-- Opening Marker --
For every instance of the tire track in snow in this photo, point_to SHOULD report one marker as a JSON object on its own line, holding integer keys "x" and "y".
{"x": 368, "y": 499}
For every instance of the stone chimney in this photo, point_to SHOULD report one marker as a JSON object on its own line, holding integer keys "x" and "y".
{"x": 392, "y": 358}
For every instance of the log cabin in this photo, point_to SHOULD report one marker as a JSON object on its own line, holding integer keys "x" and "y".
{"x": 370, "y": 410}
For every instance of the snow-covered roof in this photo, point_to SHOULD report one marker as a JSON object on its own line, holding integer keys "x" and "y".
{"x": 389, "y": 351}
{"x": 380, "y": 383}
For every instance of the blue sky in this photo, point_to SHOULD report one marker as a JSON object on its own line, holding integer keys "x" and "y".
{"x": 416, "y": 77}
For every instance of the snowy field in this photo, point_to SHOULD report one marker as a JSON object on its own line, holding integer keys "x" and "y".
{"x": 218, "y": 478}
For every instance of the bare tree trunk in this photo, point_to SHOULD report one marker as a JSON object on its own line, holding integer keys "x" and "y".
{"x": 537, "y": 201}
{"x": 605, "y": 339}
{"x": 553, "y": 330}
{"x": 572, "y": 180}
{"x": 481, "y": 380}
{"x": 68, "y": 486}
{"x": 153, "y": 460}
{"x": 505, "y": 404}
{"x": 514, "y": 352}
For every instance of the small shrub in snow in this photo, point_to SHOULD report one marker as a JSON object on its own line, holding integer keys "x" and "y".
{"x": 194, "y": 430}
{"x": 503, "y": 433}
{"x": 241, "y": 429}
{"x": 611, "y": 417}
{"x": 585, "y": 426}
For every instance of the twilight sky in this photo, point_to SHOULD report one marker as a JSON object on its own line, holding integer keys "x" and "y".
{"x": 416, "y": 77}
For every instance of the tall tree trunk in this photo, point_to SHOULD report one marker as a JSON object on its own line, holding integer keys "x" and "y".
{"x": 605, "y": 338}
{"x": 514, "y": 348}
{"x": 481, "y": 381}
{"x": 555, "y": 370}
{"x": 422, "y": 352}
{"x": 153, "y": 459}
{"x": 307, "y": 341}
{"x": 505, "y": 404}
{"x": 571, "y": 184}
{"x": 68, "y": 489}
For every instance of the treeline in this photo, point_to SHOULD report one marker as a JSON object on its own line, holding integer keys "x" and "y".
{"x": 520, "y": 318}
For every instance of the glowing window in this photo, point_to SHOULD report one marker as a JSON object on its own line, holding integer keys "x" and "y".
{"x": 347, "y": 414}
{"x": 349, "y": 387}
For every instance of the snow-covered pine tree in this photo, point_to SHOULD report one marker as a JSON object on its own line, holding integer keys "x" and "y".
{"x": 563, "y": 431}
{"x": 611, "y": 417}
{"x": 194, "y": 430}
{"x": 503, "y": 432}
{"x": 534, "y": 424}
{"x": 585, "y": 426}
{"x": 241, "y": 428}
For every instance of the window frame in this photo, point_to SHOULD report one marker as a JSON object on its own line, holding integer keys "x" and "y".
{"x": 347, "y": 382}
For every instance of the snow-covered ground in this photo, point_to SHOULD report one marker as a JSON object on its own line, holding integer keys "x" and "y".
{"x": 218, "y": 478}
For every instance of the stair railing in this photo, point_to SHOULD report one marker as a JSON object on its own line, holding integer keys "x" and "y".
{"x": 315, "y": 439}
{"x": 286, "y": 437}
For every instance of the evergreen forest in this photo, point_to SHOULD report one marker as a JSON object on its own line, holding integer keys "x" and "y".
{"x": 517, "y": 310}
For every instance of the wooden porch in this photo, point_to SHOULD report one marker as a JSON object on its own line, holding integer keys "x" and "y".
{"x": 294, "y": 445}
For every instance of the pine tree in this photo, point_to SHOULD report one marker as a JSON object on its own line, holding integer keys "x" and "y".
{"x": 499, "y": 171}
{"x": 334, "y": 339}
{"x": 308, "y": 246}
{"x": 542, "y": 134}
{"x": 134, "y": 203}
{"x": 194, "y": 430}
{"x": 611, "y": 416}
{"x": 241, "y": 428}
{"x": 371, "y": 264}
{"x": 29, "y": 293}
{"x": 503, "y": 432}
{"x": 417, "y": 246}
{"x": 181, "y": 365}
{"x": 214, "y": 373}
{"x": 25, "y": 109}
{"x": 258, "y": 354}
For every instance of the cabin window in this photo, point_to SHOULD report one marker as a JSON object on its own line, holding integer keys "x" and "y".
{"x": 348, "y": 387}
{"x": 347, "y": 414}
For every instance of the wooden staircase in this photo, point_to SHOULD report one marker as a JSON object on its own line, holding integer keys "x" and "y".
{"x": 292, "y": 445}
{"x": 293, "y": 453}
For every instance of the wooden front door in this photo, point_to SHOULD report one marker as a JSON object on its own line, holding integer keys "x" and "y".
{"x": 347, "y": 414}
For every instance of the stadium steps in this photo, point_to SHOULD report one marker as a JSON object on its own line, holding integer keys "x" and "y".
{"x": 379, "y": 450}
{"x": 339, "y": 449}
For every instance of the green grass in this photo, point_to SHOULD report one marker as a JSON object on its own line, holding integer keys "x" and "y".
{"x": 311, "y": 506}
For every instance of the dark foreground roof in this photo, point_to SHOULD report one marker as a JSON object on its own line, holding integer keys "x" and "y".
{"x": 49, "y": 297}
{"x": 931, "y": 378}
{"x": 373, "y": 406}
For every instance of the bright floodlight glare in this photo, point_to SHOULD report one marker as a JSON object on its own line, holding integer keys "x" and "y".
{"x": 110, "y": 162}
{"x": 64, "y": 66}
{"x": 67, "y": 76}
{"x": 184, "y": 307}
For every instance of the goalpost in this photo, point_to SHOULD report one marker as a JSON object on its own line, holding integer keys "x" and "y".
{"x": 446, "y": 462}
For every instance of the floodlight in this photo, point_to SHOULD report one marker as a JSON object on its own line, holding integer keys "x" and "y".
-- Closing Marker --
Task description
Make an exact copy of the records.

Reply
For every instance of the tire track in snow in this photo, point_to SHOULD report one marker as a JSON object on its own line, holding integer keys "x" and "y".
{"x": 368, "y": 499}
For every instance of the stone chimney in this photo, point_to SHOULD report one marker as a JSON object on its own line, holding integer keys "x" and "y".
{"x": 392, "y": 358}
For every instance of the log cabin in this photo, point_to SHOULD report one marker as a JSON object on its own line, holding integer keys "x" and "y".
{"x": 370, "y": 410}
For every instance of the snow-covered roof in this photo, point_to SHOULD report one marker as a JSON object on its own line, holding integer keys "x" and "y".
{"x": 389, "y": 351}
{"x": 380, "y": 383}
For every instance of the blue sky in this photo, point_to SHOULD report one marker as a JSON object on its own line, holding integer keys "x" and "y".
{"x": 416, "y": 77}
For every instance of the snowy field in this photo, point_to SHOULD report one marker as a JSON object on its own line, holding integer keys "x" and "y".
{"x": 218, "y": 478}
For every instance of the bare tree trunk in this photo, point_to SHOULD report one marker as a JSON object on its own line, holding integer keys "x" and "y".
{"x": 537, "y": 201}
{"x": 605, "y": 339}
{"x": 553, "y": 330}
{"x": 572, "y": 180}
{"x": 481, "y": 380}
{"x": 68, "y": 486}
{"x": 153, "y": 460}
{"x": 505, "y": 404}
{"x": 514, "y": 352}
For every instance of the small shrub in snow in this photo, point_to SHOULD report one marker as a JSON object on its own line, holding integer keys "x" and "y".
{"x": 194, "y": 430}
{"x": 503, "y": 433}
{"x": 241, "y": 429}
{"x": 611, "y": 417}
{"x": 585, "y": 426}
For every instance of the twilight sky in this photo, point_to SHOULD report one marker as a JSON object on its own line, holding integer keys "x" and "y".
{"x": 416, "y": 77}
For every instance of the tall tree trunk in this photo, point_to SHOULD report one marker as a JSON object on its own line, holding integer keys "x" and "y".
{"x": 605, "y": 338}
{"x": 514, "y": 348}
{"x": 481, "y": 381}
{"x": 555, "y": 370}
{"x": 422, "y": 352}
{"x": 153, "y": 459}
{"x": 307, "y": 341}
{"x": 505, "y": 404}
{"x": 571, "y": 184}
{"x": 68, "y": 489}
For every instance of the treeline in this photo, point_to SHOULD report one marker as a JSON object on its own line, holding integer keys "x" and "y".
{"x": 520, "y": 318}
For every instance of the glowing window in this photo, point_to SHOULD report one marker as a JSON object on its own line, holding integer keys "x" and "y".
{"x": 347, "y": 414}
{"x": 349, "y": 387}
For every instance of the snow-covered pine tree in this photo, point_to SHOULD report one marker as a JSON object on its own line, holding integer keys "x" and "y".
{"x": 563, "y": 431}
{"x": 611, "y": 417}
{"x": 194, "y": 430}
{"x": 503, "y": 432}
{"x": 534, "y": 424}
{"x": 585, "y": 426}
{"x": 241, "y": 428}
For every instance of the window frame in this photo, point_to SHOULD report one marker as a JSON object on its own line, holding integer keys "x" and "y".
{"x": 347, "y": 382}
For every instance of the snow-covered ground in this photo, point_to SHOULD report one marker as a JSON object on its own line, holding integer keys "x" and "y".
{"x": 218, "y": 478}
For every instance of the stair railing in this photo, point_to SHOULD report one marker as a JSON object on its own line, holding integer keys "x" and "y".
{"x": 315, "y": 439}
{"x": 286, "y": 437}
For every instance of the evergreen forest in this photo, point_to SHOULD report one marker as a JSON object on its own line, holding integer keys "x" and "y".
{"x": 517, "y": 310}
For every instance of the wooden porch in this photo, point_to SHOULD report one marker as a JSON object on its own line, holding integer keys "x" and "y".
{"x": 294, "y": 445}
For every instance of the pine tree in this photo, point_to SHOULD report one marker as a JSON object on its own line, holding integer keys "x" and "y".
{"x": 499, "y": 171}
{"x": 334, "y": 339}
{"x": 308, "y": 246}
{"x": 542, "y": 134}
{"x": 134, "y": 203}
{"x": 194, "y": 430}
{"x": 611, "y": 416}
{"x": 241, "y": 428}
{"x": 371, "y": 264}
{"x": 29, "y": 293}
{"x": 503, "y": 432}
{"x": 417, "y": 246}
{"x": 181, "y": 365}
{"x": 214, "y": 373}
{"x": 25, "y": 109}
{"x": 258, "y": 354}
For every instance of the cabin window in this photo, point_to SHOULD report one marker as a JSON object on its own line, holding integer keys "x" and "y".
{"x": 348, "y": 387}
{"x": 347, "y": 414}
For every instance of the wooden staircase in this photo, point_to SHOULD report one marker as a JSON object on its own line, holding integer keys "x" and "y".
{"x": 292, "y": 445}
{"x": 293, "y": 453}
For every instance of the wooden front door in this photo, point_to SHOULD report one marker as a JSON object on its own line, holding integer keys "x" and "y".
{"x": 347, "y": 414}
For every instance of the stadium steps in this photo, point_to SHOULD report one marker as a JSON object on its own line, holding integer keys "x" and "y".
{"x": 379, "y": 450}
{"x": 339, "y": 449}
For every instance of the green grass in this photo, point_to SHOULD report one marker as a JSON object on its own line, holding integer keys "x" and "y".
{"x": 311, "y": 506}
For every instance of the dark foreground roof in this photo, point_to SHOULD report one marker as a JSON object on its own line, holding integer keys "x" and "y".
{"x": 49, "y": 297}
{"x": 931, "y": 378}
{"x": 373, "y": 406}
For every instance of the bright floodlight glare in this photo, point_to SHOULD report one marker as a JSON object on its own line, holding integer keys "x" and "y".
{"x": 110, "y": 162}
{"x": 64, "y": 66}
{"x": 67, "y": 76}
{"x": 184, "y": 307}
For every instance of the goalpost in this photo, point_to SHOULD report one marker as a JSON object on its own line, holding integer keys "x" and "y".
{"x": 446, "y": 462}
For every instance of the floodlight in this photo, point_to SHOULD report one marker as a JSON object on its own line, holding integer keys "x" and "y".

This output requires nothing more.